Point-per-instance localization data
====
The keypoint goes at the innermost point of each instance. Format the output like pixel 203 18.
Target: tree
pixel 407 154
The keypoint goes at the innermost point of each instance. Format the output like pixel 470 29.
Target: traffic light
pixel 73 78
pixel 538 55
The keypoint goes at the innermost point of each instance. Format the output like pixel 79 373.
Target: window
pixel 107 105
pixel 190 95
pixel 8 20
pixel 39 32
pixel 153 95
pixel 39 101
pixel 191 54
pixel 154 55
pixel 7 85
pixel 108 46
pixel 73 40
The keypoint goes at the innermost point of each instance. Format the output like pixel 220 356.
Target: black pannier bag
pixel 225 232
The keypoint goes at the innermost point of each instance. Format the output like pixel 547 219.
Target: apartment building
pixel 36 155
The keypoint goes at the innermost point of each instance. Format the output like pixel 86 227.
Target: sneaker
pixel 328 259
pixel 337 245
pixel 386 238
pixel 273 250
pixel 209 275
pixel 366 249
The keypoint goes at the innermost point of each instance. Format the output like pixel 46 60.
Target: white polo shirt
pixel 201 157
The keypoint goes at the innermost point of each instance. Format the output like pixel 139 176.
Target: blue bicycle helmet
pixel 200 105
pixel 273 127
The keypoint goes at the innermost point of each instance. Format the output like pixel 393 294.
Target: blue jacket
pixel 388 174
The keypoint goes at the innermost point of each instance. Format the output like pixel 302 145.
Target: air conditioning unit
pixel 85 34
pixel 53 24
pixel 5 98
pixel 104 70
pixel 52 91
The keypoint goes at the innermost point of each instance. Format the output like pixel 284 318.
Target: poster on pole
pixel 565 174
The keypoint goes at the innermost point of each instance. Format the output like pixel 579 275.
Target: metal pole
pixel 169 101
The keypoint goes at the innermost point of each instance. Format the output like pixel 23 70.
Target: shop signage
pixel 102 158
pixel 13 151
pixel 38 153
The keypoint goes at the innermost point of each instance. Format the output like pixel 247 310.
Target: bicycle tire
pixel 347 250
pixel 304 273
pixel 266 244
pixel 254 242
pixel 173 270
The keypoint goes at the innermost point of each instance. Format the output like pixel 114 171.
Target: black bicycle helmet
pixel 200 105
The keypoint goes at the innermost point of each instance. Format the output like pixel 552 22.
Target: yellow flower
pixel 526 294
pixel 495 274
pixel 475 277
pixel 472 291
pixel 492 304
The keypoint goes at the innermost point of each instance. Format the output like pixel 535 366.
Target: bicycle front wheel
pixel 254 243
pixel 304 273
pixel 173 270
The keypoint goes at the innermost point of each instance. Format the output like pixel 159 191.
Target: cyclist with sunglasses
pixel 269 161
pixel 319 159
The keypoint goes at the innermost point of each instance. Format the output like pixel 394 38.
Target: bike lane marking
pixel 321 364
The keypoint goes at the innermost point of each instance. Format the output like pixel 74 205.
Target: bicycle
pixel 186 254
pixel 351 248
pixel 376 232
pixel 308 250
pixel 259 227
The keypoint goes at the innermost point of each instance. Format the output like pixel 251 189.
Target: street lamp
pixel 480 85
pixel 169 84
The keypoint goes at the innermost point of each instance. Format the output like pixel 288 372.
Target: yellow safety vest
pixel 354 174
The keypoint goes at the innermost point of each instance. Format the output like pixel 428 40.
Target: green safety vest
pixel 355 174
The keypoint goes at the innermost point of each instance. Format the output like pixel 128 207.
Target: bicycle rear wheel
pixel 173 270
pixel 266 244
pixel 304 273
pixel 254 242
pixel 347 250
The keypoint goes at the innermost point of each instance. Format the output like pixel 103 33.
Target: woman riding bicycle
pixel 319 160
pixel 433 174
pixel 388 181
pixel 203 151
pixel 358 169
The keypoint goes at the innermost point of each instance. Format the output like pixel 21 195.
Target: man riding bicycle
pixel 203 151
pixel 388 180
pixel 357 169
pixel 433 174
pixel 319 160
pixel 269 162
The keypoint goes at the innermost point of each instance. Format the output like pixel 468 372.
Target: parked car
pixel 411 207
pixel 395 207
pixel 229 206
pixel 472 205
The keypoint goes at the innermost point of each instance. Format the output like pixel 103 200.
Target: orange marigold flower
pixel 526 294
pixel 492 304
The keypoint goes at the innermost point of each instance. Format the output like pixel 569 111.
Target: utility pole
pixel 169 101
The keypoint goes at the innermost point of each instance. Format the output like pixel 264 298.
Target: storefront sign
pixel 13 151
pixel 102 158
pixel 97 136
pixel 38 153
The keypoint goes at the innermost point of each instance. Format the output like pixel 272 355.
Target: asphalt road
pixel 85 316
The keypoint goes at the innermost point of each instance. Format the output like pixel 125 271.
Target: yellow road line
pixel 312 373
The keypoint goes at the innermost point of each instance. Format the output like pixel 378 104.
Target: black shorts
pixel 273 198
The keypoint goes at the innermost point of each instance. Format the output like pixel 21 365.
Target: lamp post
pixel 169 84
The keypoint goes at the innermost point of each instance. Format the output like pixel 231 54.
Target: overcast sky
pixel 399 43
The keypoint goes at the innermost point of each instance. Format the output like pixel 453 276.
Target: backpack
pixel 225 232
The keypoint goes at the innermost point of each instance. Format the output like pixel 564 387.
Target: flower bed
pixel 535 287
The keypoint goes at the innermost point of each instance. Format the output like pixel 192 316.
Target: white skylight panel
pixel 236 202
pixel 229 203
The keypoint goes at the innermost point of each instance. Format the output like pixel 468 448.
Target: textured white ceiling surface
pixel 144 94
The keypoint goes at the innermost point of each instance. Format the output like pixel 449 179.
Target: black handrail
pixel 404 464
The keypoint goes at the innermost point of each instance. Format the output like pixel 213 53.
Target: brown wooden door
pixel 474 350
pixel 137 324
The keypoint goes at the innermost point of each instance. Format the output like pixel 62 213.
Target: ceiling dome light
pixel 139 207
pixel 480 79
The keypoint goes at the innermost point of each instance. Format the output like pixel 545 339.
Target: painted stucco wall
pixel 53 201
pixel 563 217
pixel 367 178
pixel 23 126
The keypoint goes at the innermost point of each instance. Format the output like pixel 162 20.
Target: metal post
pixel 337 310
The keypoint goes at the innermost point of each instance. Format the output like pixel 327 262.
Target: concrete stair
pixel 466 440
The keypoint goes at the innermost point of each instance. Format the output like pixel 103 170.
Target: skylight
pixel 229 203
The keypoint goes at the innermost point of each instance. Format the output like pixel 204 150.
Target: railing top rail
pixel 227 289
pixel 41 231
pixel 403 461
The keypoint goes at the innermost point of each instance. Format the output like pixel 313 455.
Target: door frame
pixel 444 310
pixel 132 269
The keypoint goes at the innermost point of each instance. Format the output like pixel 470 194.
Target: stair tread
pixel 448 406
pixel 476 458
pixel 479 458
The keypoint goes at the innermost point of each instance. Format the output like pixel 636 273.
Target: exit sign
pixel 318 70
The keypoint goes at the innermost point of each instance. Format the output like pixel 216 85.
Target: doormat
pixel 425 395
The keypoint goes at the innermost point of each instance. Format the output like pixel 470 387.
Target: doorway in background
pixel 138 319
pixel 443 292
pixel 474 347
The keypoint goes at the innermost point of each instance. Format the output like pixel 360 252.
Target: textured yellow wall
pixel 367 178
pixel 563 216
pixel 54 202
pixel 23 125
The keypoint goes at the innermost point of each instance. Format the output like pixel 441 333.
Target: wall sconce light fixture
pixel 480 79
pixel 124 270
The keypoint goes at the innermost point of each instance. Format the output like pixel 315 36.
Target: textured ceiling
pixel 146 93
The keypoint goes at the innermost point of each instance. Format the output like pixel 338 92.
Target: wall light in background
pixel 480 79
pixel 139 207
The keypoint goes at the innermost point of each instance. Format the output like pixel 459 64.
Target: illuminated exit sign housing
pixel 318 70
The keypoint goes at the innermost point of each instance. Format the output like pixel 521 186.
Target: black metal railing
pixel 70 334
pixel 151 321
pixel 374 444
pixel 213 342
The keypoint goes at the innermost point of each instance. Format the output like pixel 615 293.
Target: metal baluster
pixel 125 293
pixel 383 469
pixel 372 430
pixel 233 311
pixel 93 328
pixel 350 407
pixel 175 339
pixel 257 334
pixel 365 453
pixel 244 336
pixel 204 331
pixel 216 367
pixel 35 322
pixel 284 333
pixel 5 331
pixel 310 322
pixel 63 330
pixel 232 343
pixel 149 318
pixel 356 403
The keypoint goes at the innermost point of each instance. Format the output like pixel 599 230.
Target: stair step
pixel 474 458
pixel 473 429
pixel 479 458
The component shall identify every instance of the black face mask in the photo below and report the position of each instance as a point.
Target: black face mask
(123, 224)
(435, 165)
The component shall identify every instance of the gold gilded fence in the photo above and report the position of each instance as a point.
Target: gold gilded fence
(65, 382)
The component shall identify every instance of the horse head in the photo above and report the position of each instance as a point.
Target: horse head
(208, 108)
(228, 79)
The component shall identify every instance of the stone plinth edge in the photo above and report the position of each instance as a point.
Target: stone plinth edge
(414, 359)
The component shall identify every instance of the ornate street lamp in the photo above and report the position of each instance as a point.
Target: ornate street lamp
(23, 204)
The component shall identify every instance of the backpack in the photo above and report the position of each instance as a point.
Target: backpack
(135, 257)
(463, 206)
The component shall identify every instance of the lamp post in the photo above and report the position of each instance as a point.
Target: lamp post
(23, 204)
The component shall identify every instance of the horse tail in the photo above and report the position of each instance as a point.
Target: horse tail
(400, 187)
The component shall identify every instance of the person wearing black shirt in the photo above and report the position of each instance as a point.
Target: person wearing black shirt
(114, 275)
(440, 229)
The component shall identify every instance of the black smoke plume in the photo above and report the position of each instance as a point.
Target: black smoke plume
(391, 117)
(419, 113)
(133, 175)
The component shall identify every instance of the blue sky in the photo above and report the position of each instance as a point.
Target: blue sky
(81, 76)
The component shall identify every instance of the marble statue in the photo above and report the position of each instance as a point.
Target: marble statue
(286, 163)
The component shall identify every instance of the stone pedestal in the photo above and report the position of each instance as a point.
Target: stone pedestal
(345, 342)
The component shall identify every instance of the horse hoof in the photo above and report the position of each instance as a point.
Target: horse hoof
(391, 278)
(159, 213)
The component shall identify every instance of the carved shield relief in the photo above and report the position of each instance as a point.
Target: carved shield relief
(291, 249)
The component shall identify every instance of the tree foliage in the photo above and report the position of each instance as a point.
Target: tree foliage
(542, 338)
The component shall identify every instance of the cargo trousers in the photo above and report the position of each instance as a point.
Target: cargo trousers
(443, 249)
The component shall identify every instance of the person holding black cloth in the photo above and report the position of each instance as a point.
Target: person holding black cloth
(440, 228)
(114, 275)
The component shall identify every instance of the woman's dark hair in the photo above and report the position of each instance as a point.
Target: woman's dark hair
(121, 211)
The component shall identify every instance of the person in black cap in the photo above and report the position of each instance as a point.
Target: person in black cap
====
● **Task directions**: Your response should be the lines above from the first to the one containing "pixel 46 60.", inclusive, each given exactly.

● **Task result**:
The keypoint goes at the innermost point of each instance. Format the output like pixel 203 18.
Target: tree
pixel 407 154
The keypoint goes at the innermost point of each instance. Format the output like pixel 470 29.
Target: traffic light
pixel 73 78
pixel 538 55
The keypoint goes at the innermost point of each instance. Format the output like pixel 79 373.
Target: window
pixel 107 105
pixel 190 95
pixel 8 20
pixel 39 32
pixel 153 95
pixel 39 101
pixel 191 54
pixel 154 55
pixel 7 85
pixel 108 46
pixel 73 40
The keypoint goes at the innermost point of each instance. Format the output like pixel 220 356.
Target: black pannier bag
pixel 225 232
The keypoint goes at the innermost point of each instance. Format the output like pixel 547 219.
Target: apartment building
pixel 36 155
The keypoint goes at the innermost point of each instance. Format the output like pixel 86 227.
Target: sneaker
pixel 328 259
pixel 337 245
pixel 386 238
pixel 273 250
pixel 209 275
pixel 366 249
The keypoint goes at the innermost point of each instance. Format the output like pixel 46 60.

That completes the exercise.